- [Exercise goal] Reproduce only the records from the line with "trace: black dress" up to and including the line with "Now the black", changing "black dress" to "evening gown" and leaving all else unchanged.
START The input
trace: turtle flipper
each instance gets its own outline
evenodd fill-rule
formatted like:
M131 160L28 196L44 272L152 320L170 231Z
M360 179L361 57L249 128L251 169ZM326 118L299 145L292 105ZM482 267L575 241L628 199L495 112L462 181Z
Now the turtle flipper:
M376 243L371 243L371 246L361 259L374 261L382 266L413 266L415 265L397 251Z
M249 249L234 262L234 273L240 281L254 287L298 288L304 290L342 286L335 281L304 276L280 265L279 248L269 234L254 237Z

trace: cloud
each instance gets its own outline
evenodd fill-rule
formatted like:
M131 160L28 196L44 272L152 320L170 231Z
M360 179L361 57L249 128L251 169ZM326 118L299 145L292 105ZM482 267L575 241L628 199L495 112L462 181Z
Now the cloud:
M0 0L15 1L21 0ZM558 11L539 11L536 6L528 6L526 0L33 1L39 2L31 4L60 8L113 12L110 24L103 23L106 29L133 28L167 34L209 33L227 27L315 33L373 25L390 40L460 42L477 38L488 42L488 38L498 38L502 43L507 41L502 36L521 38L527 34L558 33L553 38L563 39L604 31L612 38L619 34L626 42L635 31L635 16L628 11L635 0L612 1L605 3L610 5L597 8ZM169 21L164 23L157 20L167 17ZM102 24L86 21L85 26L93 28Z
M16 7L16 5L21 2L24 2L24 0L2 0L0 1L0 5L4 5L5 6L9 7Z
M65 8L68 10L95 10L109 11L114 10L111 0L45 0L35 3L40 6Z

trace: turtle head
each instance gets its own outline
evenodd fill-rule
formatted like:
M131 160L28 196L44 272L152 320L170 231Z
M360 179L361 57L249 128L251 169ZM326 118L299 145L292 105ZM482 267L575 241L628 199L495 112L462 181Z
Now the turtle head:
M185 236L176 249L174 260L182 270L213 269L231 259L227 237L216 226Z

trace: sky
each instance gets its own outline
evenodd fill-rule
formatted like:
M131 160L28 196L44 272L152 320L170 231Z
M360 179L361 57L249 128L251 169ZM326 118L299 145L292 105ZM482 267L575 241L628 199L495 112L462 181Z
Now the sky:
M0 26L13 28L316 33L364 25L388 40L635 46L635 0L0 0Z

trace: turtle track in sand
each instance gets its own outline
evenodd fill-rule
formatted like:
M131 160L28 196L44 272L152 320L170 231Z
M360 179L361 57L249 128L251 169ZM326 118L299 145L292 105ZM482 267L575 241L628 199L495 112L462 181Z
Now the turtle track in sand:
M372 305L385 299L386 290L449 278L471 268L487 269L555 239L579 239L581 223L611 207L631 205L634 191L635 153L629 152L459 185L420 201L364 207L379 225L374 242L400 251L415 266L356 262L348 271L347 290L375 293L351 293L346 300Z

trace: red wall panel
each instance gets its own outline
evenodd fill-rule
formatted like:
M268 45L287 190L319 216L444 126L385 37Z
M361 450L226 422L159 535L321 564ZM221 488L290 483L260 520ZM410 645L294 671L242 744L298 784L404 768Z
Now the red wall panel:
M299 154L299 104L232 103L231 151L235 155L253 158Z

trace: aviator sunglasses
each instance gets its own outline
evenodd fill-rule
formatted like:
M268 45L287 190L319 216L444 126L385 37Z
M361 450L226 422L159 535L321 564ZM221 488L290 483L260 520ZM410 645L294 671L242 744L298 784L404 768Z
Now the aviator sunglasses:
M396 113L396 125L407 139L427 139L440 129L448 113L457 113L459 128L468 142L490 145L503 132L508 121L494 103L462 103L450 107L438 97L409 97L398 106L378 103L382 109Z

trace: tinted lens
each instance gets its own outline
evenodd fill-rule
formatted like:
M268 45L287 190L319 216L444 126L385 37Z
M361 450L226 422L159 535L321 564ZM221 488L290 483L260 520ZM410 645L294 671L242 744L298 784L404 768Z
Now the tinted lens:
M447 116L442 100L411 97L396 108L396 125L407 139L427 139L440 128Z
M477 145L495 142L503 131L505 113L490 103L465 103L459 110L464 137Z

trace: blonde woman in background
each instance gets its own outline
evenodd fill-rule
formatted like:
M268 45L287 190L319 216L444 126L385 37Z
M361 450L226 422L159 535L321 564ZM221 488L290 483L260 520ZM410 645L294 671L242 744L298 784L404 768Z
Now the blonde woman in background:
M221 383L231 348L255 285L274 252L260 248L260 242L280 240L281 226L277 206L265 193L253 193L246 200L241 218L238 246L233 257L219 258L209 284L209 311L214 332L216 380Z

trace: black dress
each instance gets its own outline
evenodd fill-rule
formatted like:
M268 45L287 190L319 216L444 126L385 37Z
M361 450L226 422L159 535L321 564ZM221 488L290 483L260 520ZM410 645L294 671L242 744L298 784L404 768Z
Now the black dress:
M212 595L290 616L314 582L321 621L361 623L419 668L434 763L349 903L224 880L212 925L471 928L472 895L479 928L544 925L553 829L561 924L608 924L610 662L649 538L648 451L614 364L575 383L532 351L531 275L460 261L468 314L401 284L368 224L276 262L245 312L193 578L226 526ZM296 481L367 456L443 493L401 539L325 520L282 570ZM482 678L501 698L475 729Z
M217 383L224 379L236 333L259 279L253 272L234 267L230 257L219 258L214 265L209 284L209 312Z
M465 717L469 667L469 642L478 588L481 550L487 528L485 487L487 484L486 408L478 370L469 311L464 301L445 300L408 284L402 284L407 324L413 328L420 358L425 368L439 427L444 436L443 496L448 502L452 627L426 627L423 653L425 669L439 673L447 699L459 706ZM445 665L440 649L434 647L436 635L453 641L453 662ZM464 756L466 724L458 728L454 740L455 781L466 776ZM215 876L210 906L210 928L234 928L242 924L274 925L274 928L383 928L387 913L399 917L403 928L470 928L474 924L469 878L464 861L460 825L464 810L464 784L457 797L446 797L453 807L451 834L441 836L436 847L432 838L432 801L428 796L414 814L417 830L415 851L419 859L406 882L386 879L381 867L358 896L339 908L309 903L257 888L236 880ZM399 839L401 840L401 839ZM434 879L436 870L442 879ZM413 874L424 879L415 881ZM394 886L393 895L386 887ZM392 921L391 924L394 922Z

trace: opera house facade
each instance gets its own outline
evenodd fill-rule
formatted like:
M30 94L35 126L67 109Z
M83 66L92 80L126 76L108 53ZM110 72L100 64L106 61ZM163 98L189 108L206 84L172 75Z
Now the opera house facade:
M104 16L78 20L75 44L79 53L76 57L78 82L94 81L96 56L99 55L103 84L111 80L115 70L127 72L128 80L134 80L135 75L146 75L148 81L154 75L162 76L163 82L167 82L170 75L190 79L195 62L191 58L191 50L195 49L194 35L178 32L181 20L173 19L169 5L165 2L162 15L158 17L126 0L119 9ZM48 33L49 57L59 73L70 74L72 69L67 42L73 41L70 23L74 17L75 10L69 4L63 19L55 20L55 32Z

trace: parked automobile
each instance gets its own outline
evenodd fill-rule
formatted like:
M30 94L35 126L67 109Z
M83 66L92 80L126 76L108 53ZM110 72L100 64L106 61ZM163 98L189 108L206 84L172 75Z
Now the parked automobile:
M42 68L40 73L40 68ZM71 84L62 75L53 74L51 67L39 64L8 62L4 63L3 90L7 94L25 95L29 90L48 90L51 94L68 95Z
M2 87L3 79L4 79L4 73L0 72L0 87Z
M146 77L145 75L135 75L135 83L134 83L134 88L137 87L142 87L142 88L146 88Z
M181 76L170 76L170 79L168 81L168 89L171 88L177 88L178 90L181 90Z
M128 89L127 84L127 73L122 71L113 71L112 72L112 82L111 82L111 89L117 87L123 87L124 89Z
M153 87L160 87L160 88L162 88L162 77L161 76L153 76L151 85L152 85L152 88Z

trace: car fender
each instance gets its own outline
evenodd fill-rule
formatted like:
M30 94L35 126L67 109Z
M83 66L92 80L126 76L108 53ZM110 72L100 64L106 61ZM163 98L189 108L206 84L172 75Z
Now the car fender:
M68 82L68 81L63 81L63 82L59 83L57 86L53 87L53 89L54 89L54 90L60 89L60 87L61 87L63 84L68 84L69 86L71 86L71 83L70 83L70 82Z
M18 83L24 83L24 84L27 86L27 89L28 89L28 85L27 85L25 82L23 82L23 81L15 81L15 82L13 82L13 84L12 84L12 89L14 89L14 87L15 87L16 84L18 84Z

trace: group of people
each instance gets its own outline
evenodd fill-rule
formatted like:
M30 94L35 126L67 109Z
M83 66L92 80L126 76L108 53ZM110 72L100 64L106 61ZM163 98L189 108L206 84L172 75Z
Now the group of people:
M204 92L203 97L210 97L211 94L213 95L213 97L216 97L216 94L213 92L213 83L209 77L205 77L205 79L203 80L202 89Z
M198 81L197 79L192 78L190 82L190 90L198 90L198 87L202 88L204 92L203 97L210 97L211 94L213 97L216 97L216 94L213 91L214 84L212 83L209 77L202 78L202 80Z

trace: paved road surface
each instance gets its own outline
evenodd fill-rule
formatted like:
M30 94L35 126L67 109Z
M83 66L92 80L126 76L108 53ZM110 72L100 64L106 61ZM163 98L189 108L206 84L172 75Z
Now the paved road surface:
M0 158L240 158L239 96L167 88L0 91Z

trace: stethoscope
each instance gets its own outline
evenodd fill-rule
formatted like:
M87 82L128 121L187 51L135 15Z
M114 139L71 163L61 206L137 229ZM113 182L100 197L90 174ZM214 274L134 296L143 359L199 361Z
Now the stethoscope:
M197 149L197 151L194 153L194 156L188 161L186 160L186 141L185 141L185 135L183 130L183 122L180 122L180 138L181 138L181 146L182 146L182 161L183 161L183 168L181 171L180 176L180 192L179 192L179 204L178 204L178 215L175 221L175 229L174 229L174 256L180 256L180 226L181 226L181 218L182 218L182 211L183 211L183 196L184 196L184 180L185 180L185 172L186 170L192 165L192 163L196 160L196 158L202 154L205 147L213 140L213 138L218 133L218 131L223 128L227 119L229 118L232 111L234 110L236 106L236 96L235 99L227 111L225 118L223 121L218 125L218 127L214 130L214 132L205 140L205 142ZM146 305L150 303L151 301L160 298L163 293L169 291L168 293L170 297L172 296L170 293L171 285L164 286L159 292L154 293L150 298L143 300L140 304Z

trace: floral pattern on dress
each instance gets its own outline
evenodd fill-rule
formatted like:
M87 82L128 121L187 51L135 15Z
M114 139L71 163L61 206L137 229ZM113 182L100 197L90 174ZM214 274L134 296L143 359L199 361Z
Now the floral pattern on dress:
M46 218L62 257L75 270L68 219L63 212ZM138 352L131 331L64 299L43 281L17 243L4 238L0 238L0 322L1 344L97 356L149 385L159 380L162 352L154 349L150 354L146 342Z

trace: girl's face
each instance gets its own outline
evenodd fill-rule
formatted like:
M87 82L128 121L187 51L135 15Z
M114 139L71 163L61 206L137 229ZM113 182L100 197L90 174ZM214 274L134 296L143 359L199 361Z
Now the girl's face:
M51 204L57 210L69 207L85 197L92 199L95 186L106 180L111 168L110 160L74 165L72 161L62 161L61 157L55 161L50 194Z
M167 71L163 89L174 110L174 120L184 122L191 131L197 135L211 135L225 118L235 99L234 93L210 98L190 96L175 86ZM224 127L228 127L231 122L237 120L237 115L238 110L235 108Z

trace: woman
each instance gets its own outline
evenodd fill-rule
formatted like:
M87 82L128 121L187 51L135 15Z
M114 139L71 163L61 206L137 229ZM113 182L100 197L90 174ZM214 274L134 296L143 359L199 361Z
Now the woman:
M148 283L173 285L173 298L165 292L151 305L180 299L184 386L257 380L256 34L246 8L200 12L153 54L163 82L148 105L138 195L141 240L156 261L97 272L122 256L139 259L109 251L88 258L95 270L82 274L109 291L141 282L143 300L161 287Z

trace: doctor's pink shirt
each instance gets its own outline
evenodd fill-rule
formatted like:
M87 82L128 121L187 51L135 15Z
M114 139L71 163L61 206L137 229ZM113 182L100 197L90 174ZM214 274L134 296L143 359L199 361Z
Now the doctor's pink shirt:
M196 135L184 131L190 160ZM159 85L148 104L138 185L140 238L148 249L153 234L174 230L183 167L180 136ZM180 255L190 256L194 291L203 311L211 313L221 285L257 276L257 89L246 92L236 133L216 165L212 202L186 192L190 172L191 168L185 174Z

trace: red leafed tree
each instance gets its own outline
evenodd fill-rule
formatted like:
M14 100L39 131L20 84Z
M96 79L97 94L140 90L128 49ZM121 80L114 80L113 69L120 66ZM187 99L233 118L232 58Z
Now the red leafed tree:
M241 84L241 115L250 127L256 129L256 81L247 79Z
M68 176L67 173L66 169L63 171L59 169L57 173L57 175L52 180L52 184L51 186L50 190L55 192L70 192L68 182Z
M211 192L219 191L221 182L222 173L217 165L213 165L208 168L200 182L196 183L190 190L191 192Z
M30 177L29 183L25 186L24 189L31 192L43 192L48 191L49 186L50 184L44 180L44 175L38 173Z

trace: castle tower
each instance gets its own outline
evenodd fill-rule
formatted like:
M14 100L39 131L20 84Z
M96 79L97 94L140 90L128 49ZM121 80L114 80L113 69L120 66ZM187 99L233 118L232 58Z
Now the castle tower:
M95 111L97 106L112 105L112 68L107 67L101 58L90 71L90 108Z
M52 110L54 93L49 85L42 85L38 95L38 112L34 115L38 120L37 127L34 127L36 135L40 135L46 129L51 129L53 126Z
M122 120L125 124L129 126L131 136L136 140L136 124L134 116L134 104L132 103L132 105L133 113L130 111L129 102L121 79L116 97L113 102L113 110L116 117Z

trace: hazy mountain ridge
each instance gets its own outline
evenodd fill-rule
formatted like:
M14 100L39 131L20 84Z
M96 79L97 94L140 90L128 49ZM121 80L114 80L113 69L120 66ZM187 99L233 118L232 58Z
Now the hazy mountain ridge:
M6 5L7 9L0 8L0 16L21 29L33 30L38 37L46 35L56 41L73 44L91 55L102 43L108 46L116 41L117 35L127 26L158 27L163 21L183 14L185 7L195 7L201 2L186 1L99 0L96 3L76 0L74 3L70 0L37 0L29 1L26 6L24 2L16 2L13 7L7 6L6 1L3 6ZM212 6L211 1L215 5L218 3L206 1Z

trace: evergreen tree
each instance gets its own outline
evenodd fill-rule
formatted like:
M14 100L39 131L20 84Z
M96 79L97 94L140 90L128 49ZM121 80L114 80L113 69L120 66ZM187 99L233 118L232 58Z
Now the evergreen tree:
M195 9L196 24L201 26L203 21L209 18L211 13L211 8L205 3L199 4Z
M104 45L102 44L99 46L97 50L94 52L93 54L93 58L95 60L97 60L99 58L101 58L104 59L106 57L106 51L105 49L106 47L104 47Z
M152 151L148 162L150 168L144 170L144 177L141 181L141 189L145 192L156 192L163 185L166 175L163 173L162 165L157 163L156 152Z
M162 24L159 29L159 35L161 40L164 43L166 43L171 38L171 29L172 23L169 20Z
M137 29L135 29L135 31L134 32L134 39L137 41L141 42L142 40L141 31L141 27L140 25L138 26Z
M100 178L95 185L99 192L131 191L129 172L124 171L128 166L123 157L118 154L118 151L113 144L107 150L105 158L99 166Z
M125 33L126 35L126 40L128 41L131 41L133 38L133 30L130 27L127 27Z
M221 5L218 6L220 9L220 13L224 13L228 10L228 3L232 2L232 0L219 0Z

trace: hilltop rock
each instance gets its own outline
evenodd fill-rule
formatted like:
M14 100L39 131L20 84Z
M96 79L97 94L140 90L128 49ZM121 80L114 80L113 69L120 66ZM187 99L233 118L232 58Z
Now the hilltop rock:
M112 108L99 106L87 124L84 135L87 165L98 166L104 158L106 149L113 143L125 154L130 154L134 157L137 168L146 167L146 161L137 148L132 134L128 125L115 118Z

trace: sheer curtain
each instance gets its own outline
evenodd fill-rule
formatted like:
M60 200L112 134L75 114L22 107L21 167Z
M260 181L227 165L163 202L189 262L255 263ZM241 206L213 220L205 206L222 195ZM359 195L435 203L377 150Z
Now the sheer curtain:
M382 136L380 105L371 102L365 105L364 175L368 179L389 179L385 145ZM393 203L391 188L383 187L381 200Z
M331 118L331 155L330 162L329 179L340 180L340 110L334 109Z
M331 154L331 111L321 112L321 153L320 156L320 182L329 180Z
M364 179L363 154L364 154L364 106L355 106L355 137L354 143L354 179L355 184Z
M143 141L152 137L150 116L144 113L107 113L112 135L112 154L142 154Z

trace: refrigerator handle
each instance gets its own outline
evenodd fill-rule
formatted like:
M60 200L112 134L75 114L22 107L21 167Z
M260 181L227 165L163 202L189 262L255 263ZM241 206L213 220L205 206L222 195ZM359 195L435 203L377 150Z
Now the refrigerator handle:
END The input
- [Right answer]
trace: evening gown
each instance gets its own outline
evenodd fill-rule
formatted like:
M268 45L287 190L319 216L444 126L385 37Z
M361 450L226 422L159 535L321 564ZM221 488L290 483L260 520ZM410 645L294 671L242 744L298 784L404 768Z
Now the evening gown:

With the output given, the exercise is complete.